提示テキスト ::

無形化戦略ゲームの構想
以下は経済現象を可視化するゲームの構想ですが、今回これを一般ページで公表する理由について、最初にちょっと述べておきましょう。
もともとパスファインダー物理学チームには、正規の講義に属するハードな部分と、遊び感覚の課外活動のような部分の二つがあり、その双方をもつことが必要と考えられています。そして前者に属するのが、例えば作用マトリックスN乗理論やステルス建築理論、国際情勢の分析などであり、後者に属するのが無形化世界を可視化した映画構想などです。
そしてこの経済可視化ゲームは、すでに一部がアップされている「現代経済学の直観的方法」と、ちょうど表と裏で対をなす格好になっており、「現代経済学・・・」が前者の正規の講義だとすれば、このゲームはそれを補完する後者の課外活動部分に相当していると言えます。
今までは一般ページで公表するものは、ほぼ前者に属するものに限られていましたが、昨今の知的世界のレベルや士気の低下を見るにつけ、われわれとしても、むしろ後者の部分を公表して間口を広げ、そこからの力の助けを借りていくことが不可欠になってきているのではないかという懸念が強くなってきています。
そのため、今まで未公開だったこの原案も、一般ページで公表して間口を広げておこうということになったというわけです。
この企画は、必ずしも理系の人でなくても参加できますし、学生などでも意外に趣味として作れる部分があるのではないかと思えますので、そういう方がおられれば、こちらとしては大歓迎したいところです。(私自身はあまり電子ゲーム自体に詳しいわけではないものですから。なお、私が砲に詳しいのは、高校時代に弾道計算に熱中していたことの名残りです。)
いずれにせよ、この「経済戦争の可視化」に類するものは、遅かれ早かれ今後の世界で本格的に求められていくと予想され、その意味ではこれは世界に先駆けてその先陣を切ることになると思われますので、多くの人々の参加によって大きく育てていければと願っています。(20050321 長沼)
経済の可視化による戦車戦ゲームの基本構想原案
以下は、経済戦争などを戦車戦として可視化するゲームに関する基本構想である。しかしこれは従来のゲームの概念を大きく超えたものであり、大げさに言えば、われわれの退屈な日常空間をまるごとドラマティックな戦記とそのゲーム空間に一変させてしまう可能性を秘めたものである。そこでその概念についてあらためて説明しておこう。
現代世界では経済力やメディアの力が軍事力にとってかわり、それら形のないパワーによる戦争が軍事的戦争にかわって主役となっている。つまり今や無形化した戦争そのものが世界史の実体なのである。
そして「無形化世界の力学と戦略」ではこの考えを極限まで押し進め、
・経済力を陸軍力に
・メディアの力を空軍力に
・研究機関の知的影響力を海軍力に
それぞれ対応させ、過去の軍事戦略・戦術のパターンがそれぞれの世界の中にほとんど完全に再現されて、全体として巨大な無形化された戦争が展開されていると捉える。
事実それらのエネルギーは定量的な換算がほぼ完全に可能であり、例えば15秒CM1本のオンエアの力は、航空爆弾2kgの力に等しいと計算されている。

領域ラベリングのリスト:

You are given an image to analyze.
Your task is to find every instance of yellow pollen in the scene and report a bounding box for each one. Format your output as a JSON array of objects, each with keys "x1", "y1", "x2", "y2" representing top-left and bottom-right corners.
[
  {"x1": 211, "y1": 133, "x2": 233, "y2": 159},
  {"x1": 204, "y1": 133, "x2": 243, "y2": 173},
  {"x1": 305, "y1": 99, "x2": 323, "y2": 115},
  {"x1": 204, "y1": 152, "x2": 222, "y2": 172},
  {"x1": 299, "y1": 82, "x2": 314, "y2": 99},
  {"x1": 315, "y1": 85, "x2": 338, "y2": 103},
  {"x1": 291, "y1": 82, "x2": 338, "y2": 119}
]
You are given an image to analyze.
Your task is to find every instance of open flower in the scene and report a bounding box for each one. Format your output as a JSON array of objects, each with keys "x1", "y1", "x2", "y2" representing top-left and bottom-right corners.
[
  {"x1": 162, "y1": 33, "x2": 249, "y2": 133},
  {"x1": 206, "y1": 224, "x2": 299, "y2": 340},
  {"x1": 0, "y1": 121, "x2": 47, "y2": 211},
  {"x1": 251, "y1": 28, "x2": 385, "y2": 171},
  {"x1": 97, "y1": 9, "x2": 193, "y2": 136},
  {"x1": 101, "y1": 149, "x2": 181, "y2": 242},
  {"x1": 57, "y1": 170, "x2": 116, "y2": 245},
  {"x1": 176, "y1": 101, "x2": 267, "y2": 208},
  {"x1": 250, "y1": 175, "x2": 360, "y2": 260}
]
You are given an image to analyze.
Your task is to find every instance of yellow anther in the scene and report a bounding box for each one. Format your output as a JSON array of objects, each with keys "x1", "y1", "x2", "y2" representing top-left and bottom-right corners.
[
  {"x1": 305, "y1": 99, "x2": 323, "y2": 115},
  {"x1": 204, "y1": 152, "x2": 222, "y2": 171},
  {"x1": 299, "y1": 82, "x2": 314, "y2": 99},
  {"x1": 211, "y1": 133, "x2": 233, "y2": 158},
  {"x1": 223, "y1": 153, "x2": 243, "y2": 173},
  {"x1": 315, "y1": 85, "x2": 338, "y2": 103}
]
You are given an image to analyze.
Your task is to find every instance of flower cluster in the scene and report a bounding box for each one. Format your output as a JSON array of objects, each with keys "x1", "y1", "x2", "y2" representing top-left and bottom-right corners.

作業一覧 ::
1. リストのうち、文字列「left」を含む行を数え、その数だけを答えてください。大文字と小文字は区別します。
2. 経済可視化ゲーム構想の文章について、最後の文の後から続きを書いてください。
経済可視化ゲーム構想の文章とリストは、それぞれ別の出典から取られています。

解答一覧 ::
1. 4

2.
つまり以下のゲームは、そのうちの陸軍力、つまり企業間の経済戦争の部分を戦車戦としてゲーム化するものである。そしてその基礎となる概念が前記のように巨大な背景をもっているため、将来においてもっと大きな発展の可能性を秘めており、これが単なる戦車戦ゲームで終わってしまうものであるとは、むしろ考えにくい。
例えばもしその戦車戦のパターンが、本当に経済戦争のパターンを正確に再現しているのだとすれば、プレーヤーはたとえ経済について何も知らずとも、このゲームを行なうだけで経済現象の本質的パターンだけは自然に把握できてしまう理屈である。
つまりある意味でこのゲームは経済の教材としての役割も果たせるわけで、うまくすれば将来的には、経済の知識を全く持たない人間が経済新聞を読まずとも、ゲームの結果として作られる戦車戦の映像を見るだけで、国際・国内経済の状況が7割までは把握できるようにするなどというところまで発展する可能性がある。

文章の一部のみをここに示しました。